Ce qui ne compte guère pour la philosophe : elle est hostile aux deux réformes, elle fait donc feu de tout bois. Elle conteste ainsi l’idée que l’ouverture de la PMA serait une mesure d’égalité (elle est ouverte aujourd’hui aux couples hétérosexuels en cas d’infertilité, et non aux autres). C’est un fait que le législateur n’est pas obligé d’appliquer les mêmes lois à des situations différentes, argument constitutionnel. Mais la différence entre homos et hétéros, patente, justifie-t-elle qu’on interdise aux premiers ce qu’on permet aux seconds ? Sylviane Agacinski ne répond pas à l’argument, se cantonnant dans un raisonnement de principe : il y a une différence, donc on refuse la réforme. Or, selon les mêmes principes constitutionnels, on ne peut proscrire la PMA pour les femmes lesbiennes que si cette latitude nouvelle nuit à quelqu’un. C’est le sens de l’article 4 de la Déclaration de 1789 : «La liberté consiste à pouvoir faire tout ce qui ne nuit pas à autrui.» Pour écarter l’argument, qui est fort – la PMA pour toutes ne retire rien à personne, alors pourquoi l’interdire ? -, la philosophe suggère que les enfants à naître pourraient pâtir de leur situation, et notamment du fait qu’ils ne connaîtront pas leur père biologique. C’est là que le mépris trop fréquent des philosophes pour les faits montre sa limite. La légalisation de la PMA peut comporter, et comportera sans doute, l’obligation de révéler l’identité du père aux 18 ans de l’enfant. Aussi bien, la pratique montre que les mères concernées informent très tôt leur enfant des conditions de sa conception. Quant aux dommages psychologiques pour les enfants, aucune étude n’en accrédite la réalité. Au contraire : les couples qui recourent à la PMA, technique longue et compliquée, montrent par là même qu’ils éprouvent un fort désir d’enfant, ce qui les incite ensuite à s’en occuper avec une constance et un amour le plus souvent irréprochables. Sylviane Agacinski, sous couvert de philosophie, reprend en fait platement, et sans rien démontrer, l’argument massue des adversaires du mariage pour tous : à tout enfant, il faut un père et une mère, ce que l’expérience homoparentale dément. Hors du préjugé, point de salut.

Reste la menace, elle aussi abstraite et générale, d’une société marchande sans âme ni limites. Le risque existe, tant le capitalisme présente défauts et excès. Mais pourquoi l’imputer à la PMA ? Mystère. Là encore, les faits parlent d’eux-mêmes. Les pays où elle est légalisée – la Belgique, les Pays-Bas, le Royaume-Uni, l’Argentine – sont-ils depuis tombés, plus que la France, dans une «marchandisation» générale du corps et des relations sociales ? Rien ne le montre. Les tares du libéralisme s’y déploient comme ailleurs, mais elles n’ont aucun rapport avec les techniques de procréation, qui offrent une liberté nouvelle aux couples de femmes homosexuelles, liberté dont Sylviane Agacinski veut à tout prix les priver au moyen d’arguments vagues et infondés.

* Données étudiées
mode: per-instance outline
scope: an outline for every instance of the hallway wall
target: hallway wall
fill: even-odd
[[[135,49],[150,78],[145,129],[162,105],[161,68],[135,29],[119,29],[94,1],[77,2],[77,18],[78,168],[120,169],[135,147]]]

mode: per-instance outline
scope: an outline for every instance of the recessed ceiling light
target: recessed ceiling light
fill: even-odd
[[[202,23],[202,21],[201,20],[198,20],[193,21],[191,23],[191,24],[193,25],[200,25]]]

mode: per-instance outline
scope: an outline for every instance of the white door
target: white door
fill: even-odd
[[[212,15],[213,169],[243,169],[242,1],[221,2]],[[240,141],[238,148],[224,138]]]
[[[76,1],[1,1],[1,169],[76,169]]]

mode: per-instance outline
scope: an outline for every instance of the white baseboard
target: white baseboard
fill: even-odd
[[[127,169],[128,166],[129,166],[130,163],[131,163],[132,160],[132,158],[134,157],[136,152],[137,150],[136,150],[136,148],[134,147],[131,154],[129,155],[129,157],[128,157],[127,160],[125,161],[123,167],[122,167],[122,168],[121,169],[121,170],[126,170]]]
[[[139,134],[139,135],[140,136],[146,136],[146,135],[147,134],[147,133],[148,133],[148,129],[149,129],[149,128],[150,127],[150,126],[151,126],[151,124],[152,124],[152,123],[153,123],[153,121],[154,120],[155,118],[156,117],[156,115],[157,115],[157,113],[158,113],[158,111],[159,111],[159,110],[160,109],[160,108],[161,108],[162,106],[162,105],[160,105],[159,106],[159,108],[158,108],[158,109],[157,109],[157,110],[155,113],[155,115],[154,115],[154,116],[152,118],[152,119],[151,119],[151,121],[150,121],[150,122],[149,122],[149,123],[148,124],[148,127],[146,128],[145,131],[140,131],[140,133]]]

* Travail à faire
1. D'après le texte sur la PMA, dans quels pays cette technique est-elle légalisée ?
2. Dans le texte sur la PMA, recopiez le passage qui s'ouvre sur « Reste la menace, elle » et se clôt sur « vagues et infondés. », en substituant « marché » à « capitalisme ».

* Corrigé
1. En Belgique, aux Pays-Bas, au Royaume-Uni et en Argentine.

2.
Reste la menace, elle aussi abstraite et générale, d’une société marchande sans âme ni limites. Le risque existe, tant le marché présente défauts et excès. Mais pourquoi l’imputer à la PMA ? Mystère. Là encore, les faits parlent d’eux-mêmes. Les pays où elle est légalisée – la Belgique, les Pays-Bas, le Royaume-Uni, l’Argentine – sont-ils depuis tombés, plus que la France, dans une «marchandisation» générale du corps et des relations sociales ? Rien ne le montre. Les tares du libéralisme s’y déploient comme ailleurs, mais elles n’ont aucun rapport avec les techniques de procréation, qui offrent une liberté nouvelle aux couples de femmes homosexuelles, liberté dont Sylviane Agacinski veut à tout prix les priver au moyen d’arguments vagues et infondés.